| Extract provided |
At this point I was sure, the problem in hand is not related to service status nor related to the database resource utilization as the service is running and registered with listener. Further, we have adequate resource available to accept any new database connection.
I was suspecting, the listener may not be aware of the current state of the service (database resource utilization) and that is why it is blocking any connections coming for that service. I decided to check from listener log about the last time when the service status was updated by PMON.
When, I looked out for that information. I could see the service status was not updated for the first cluster instance since a long period.
##--- ##--- service_update count from listener log (for instance 1) ##--- oracle@rac01:/oraadmin/diag/tnslsnr/rac01/listener/trace: grep -i service_update listener.log | grep orpproda1 | grep 09-DEC-2015 | wc -l 0 ##-->> (PMON is not performing service update) ##--- ##--- service_update count from listener log (for instance 2) ##--- oracle@rac01:/oraadmin/diag/tnslsnr/rac01/listener/trace: grep -i service_update listener.log | grep orpproda2 | grep 09-DEC-2015 | wc -l 1696
At this point, I was almost sure that this is an issue related to dynamic registration of the service by PMON. Looks like PMON is not at all performing dynamic service registration (update) for the first instance (orpproda1).
It is possible that the database processes were exhausted at an earlier time (as indicated by the MOS note) which caused the listener to block incoming connections. However, once the resource utilization came back to normal, listener should have unblocked the service based on the current utilization report submitted by PMON; which did not happen in this case.
I just went ahead and performed that service registration on behalf of PMON (looks like he is busy with some other work, or might have forgot about the existence of listener)
---// ---// manual service registration ---// SQL> alter system register; System altered. ---// ---// service state from listener ---// SQL> !lsnrctl services |grep -A 4 prod_app Service "prod_app.oraclebuffer.com" has 2 instance(s). Instance "orpproda1", status READY, has 2 handler(s) for this service... Handler(s): "DEDICATED" established:915 refused:0 state:ready ---> changed from blocked to ready REMOTE SERVER
Our problem is resolved. The moment, I registered the service, the service state changed from blocked to ready. I could also observe, PMON has recovered its memory (may be was in coma) and doing periodic dynamic service updates.
##--- ##--- service_update count from listener log (for instance 1) ##--- oracle@rac01:/oraadmin/diag/tnslsnr/rac01/listener/trace: grep -i service_update listener.log | grep orpproda1 | grep 10-DEC-2015 | wc -l 89 ##-->> (PMON is now performing periodic service update) ##--- ##--- service_update count from listener log (for instance 2) ##--- oracle@rac01:/oraadmin/diag/tnslsnr/rac01/listener/trace: grep -i service_update listener.log | grep orpproda2 | grep 10-DEC-2015 | wc -l 120
Although this issue is resolved, the root cause of this issue was related to excessive connections being made to the database. This was identified by reviewing the listener logs. Following is a hourly report providing the count of connections established to the database
By looking at this report, it is evident that the current setting for the processes parameter (1000 processes) is not adequate to handle the incoming database traffic. It seems that on many occasions the number of connections reached to the maximum allowed limit and caused the listener to block the service. However, what happened here is; although the connections were released and process count came down far below the allowed threshold, PMON did not perform the service_update and resulted in a permanent service blockage.
To address the root cause we need to increase the value of processes parameter as suggested by MOS notes, which would make room for new incoming connections and prevent blocking of services by listener.
I was interested in knowing as to why PMON was not performing the periodic service update. However, unfortunately I did not have adequate trace/logs handy to dig in to that route any further.
Hope, you find this post useful in resolving similar connection issue !

| What is asked |
Rewrite the Oracle listener write-up, beginning at the words that contain "I was suspecting, the" and stopping after "updated by PMON.", with each "listener" replaced by "TNS listener". The listing is unrelated to the Oracle listener write-up.

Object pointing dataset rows

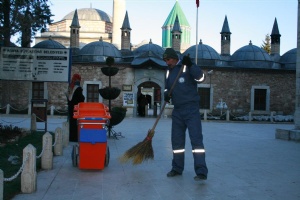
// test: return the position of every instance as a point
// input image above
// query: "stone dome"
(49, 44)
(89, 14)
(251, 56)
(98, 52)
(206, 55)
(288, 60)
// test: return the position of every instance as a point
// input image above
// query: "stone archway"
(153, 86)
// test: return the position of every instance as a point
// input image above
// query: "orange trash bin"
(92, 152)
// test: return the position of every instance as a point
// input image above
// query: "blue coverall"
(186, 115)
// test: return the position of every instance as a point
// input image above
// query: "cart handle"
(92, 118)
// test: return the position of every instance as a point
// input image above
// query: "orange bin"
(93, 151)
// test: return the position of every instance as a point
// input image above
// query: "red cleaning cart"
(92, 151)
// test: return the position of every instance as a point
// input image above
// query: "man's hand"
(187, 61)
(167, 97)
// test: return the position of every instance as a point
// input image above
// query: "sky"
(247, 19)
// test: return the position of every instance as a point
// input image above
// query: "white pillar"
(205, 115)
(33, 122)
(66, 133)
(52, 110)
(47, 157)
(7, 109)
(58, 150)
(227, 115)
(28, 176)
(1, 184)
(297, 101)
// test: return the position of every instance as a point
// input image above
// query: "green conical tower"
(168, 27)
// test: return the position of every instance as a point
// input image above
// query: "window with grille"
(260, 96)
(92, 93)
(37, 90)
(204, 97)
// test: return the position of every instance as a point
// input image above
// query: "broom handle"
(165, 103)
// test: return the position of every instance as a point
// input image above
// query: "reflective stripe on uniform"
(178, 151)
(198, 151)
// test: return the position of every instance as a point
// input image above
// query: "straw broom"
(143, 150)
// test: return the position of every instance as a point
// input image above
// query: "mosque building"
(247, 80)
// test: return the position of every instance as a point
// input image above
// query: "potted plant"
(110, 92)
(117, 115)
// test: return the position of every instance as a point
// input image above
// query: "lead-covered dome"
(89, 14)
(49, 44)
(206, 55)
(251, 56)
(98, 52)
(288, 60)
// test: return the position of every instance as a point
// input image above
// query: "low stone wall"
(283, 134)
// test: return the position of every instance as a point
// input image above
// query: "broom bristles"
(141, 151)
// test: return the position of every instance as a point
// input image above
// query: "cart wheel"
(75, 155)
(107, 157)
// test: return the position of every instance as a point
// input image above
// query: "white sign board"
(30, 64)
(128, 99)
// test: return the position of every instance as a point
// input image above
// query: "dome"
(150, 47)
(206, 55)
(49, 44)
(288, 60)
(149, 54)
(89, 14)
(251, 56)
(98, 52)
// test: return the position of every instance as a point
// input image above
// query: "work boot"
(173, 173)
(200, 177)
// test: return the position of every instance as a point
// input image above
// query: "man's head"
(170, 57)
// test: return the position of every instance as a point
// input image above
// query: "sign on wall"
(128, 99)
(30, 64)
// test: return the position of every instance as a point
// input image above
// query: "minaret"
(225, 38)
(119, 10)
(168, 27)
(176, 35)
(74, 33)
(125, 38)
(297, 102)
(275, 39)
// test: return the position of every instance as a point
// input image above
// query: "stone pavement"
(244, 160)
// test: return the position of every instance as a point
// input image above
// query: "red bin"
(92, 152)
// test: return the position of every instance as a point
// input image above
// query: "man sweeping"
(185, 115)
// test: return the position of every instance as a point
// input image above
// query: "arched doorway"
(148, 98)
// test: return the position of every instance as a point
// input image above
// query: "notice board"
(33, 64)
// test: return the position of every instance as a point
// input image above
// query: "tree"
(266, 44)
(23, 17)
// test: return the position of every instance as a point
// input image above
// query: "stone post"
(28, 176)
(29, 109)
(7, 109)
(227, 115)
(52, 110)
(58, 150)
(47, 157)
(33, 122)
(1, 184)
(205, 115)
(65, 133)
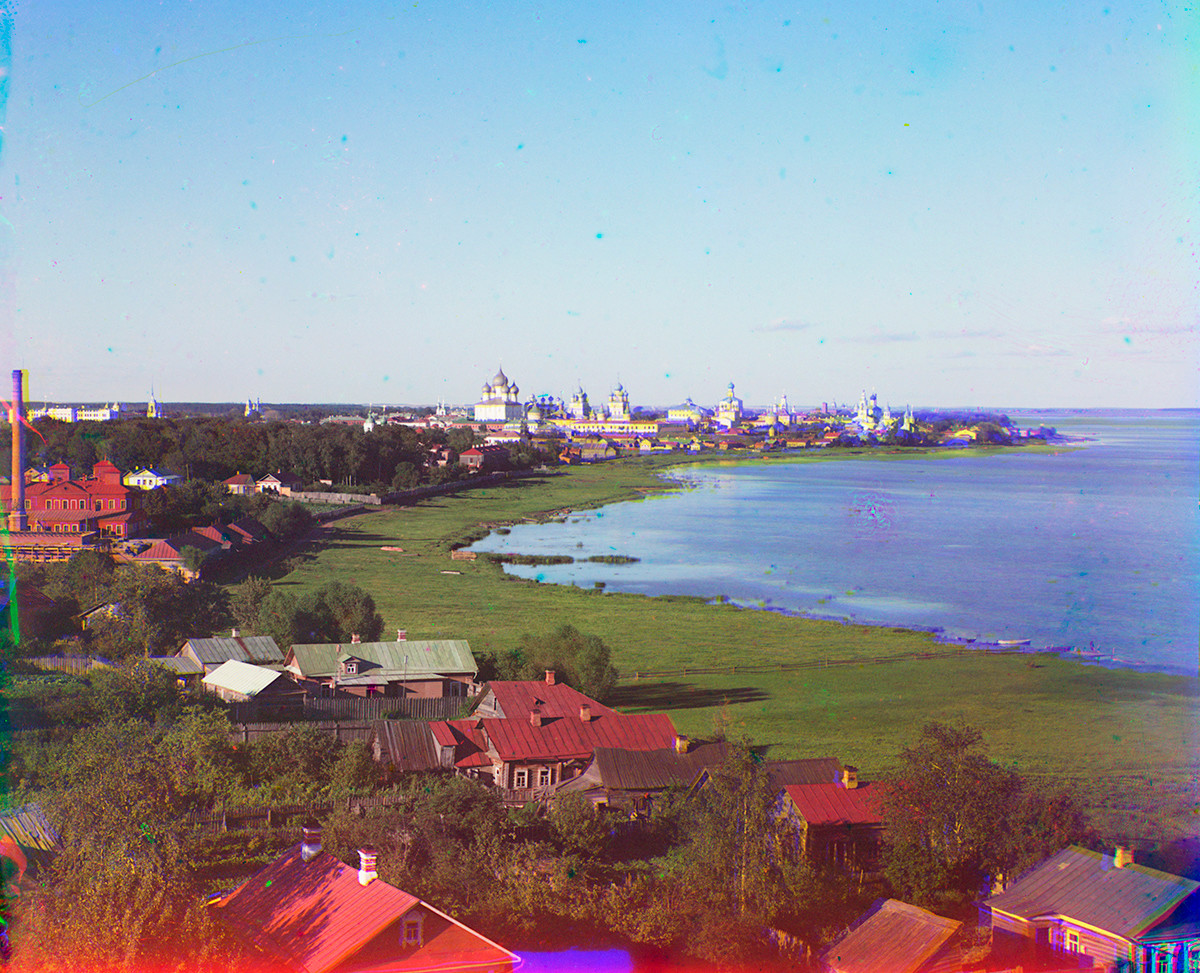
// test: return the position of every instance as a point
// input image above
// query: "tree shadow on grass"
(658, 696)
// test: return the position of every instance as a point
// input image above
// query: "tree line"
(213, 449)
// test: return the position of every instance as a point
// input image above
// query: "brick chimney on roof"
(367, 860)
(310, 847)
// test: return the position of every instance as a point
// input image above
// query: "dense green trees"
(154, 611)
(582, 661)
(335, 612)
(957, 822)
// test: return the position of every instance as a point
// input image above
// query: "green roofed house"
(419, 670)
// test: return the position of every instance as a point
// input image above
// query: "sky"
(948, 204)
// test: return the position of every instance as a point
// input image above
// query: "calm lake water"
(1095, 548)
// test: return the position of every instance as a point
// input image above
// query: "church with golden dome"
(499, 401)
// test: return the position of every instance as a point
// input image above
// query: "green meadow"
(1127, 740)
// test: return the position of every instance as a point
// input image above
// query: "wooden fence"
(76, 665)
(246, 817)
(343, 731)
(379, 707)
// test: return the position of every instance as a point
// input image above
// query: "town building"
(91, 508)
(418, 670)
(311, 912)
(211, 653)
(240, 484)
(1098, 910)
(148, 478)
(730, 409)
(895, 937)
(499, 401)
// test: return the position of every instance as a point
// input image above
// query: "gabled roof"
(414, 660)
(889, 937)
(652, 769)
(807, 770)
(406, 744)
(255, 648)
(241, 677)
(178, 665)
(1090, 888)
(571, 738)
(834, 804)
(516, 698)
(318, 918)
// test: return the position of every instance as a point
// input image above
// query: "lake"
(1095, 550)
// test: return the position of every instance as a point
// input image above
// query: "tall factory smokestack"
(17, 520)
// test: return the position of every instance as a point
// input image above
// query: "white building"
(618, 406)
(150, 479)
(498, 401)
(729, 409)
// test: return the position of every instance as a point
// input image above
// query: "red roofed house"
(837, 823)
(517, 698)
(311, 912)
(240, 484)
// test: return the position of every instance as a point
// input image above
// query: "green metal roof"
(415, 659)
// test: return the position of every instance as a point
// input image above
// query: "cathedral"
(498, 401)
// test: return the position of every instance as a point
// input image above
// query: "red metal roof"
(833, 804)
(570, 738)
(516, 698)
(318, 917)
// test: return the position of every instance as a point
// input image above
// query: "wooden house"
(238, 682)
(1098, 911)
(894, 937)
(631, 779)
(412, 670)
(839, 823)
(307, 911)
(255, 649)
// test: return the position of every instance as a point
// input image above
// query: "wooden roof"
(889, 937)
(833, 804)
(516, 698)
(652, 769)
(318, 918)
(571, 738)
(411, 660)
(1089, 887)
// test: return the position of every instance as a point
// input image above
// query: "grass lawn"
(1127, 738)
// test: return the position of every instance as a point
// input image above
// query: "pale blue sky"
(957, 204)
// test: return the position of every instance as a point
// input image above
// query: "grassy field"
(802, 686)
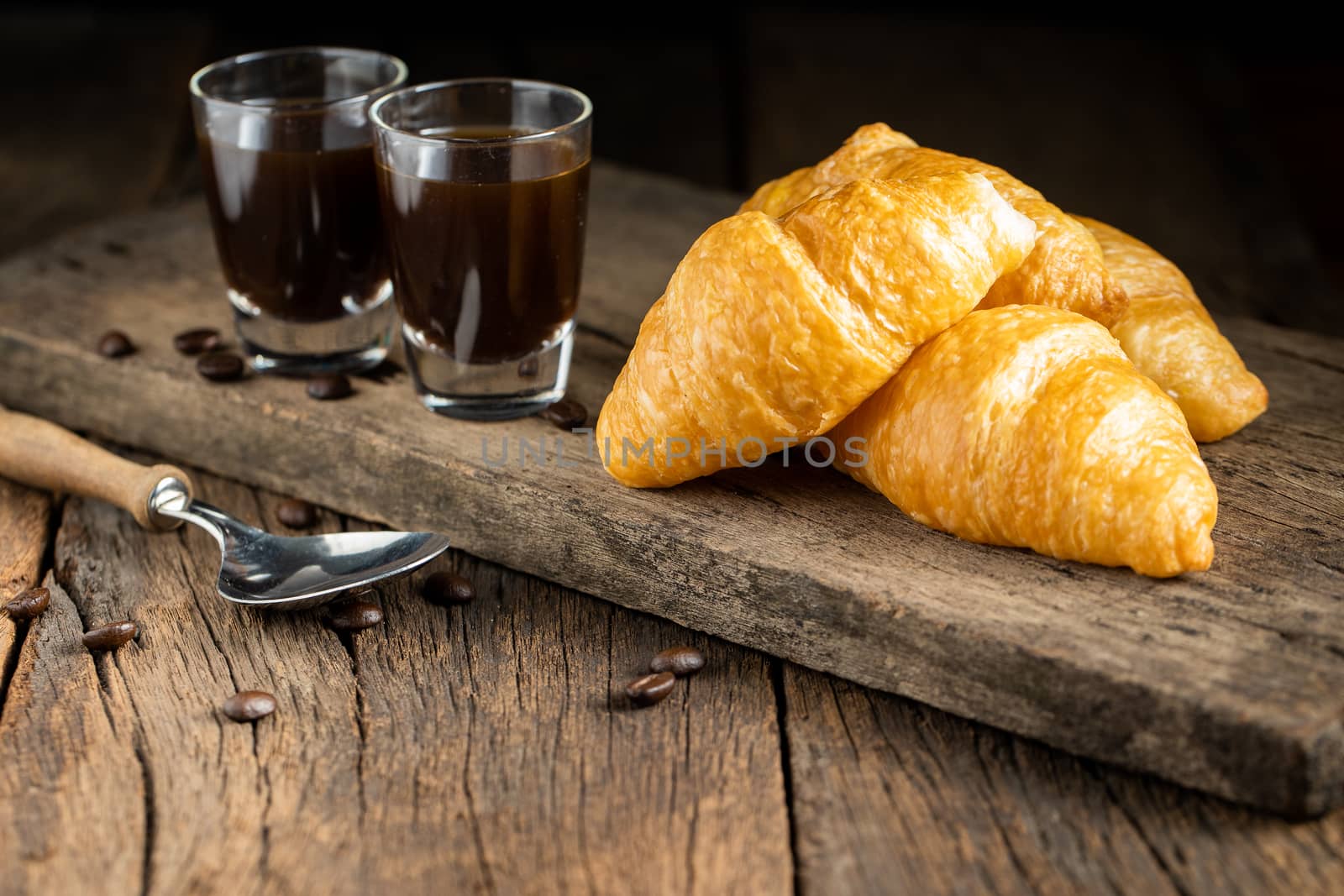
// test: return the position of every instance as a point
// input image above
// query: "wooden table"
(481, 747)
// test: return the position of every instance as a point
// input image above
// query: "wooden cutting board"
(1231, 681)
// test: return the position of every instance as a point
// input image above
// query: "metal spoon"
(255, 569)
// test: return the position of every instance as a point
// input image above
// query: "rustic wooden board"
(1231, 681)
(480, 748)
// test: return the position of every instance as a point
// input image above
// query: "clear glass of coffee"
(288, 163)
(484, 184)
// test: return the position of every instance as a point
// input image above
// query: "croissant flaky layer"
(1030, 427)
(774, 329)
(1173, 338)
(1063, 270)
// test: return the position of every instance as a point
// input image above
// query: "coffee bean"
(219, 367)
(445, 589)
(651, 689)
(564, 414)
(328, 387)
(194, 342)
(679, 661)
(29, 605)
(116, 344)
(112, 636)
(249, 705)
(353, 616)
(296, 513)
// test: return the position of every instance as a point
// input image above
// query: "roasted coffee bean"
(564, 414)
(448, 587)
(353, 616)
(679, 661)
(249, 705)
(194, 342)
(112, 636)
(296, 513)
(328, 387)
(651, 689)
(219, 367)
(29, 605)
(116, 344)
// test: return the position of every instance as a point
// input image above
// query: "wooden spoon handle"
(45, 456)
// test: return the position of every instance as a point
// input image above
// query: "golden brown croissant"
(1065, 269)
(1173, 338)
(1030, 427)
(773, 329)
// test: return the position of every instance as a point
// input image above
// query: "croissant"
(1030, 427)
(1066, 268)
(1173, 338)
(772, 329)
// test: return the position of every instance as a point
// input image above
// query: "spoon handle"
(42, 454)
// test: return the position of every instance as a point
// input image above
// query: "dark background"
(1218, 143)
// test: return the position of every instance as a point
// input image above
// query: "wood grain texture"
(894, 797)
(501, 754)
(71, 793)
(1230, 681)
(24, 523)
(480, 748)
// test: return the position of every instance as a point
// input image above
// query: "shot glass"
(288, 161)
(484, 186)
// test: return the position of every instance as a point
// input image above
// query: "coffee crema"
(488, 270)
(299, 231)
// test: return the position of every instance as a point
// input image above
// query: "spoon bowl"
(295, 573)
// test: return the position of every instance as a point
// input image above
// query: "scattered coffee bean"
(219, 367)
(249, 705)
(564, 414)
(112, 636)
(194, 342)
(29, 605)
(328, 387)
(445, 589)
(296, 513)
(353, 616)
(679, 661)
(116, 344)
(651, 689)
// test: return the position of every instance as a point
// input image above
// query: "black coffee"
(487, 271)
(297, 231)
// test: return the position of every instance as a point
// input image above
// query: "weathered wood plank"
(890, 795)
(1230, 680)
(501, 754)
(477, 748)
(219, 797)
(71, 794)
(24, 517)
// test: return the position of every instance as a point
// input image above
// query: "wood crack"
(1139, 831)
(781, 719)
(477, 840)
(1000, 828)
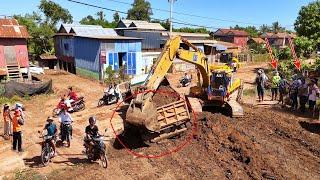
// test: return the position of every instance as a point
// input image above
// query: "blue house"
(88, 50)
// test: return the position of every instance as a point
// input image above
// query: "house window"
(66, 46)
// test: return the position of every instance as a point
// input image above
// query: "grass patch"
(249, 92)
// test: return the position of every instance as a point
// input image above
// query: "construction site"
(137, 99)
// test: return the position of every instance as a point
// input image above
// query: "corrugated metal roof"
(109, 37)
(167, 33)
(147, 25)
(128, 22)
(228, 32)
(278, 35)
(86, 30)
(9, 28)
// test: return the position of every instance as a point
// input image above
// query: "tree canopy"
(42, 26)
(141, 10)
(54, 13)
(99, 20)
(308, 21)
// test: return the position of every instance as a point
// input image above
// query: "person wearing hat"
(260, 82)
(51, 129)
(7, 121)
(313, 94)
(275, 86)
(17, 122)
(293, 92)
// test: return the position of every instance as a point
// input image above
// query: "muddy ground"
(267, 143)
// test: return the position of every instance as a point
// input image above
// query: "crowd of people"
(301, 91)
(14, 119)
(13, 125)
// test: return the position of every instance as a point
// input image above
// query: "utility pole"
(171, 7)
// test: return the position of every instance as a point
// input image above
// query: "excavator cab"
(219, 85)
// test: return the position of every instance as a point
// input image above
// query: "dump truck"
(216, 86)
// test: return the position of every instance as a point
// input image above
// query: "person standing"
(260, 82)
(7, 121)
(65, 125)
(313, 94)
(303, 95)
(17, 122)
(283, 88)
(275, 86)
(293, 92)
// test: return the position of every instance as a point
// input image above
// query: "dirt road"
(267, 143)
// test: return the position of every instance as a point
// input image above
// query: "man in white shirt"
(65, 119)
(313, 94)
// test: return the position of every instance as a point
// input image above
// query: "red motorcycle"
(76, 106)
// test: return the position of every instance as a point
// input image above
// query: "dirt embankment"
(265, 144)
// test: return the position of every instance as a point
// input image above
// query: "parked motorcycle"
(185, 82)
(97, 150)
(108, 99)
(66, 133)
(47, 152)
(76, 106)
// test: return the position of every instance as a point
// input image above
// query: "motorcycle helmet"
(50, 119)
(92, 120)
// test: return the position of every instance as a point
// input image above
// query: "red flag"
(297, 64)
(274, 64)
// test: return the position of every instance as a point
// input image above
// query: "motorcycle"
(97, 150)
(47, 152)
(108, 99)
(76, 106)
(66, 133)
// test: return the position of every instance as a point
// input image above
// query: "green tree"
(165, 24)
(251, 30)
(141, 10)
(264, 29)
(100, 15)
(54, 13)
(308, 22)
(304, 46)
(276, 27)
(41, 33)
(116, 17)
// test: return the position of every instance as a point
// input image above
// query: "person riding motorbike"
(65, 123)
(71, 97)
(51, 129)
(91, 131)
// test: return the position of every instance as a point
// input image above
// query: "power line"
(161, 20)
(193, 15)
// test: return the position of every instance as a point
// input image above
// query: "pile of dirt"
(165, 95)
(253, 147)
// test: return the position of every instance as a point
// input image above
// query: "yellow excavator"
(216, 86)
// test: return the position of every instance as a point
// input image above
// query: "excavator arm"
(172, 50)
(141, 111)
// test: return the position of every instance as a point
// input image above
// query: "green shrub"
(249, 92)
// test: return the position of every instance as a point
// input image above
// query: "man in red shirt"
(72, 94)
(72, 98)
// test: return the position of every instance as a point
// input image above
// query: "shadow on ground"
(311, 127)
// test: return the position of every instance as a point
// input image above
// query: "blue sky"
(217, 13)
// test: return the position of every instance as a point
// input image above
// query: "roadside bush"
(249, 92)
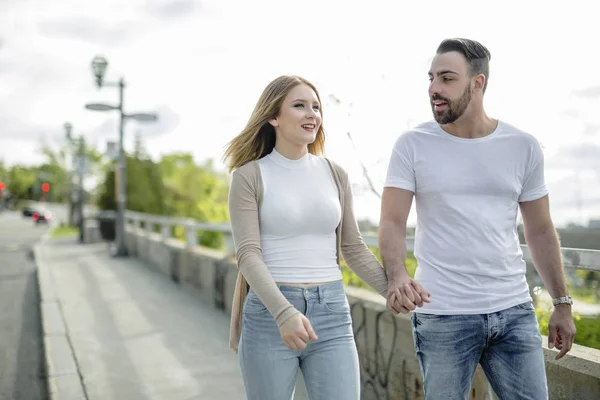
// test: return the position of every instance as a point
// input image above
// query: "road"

| Reply |
I was suspecting, the TNS listener may not be aware of the current state of the service (database resource utilization) and that is why it is blocking any connections coming for that service. I decided to check from TNS listener log about the last time when the service status was updated by PMON.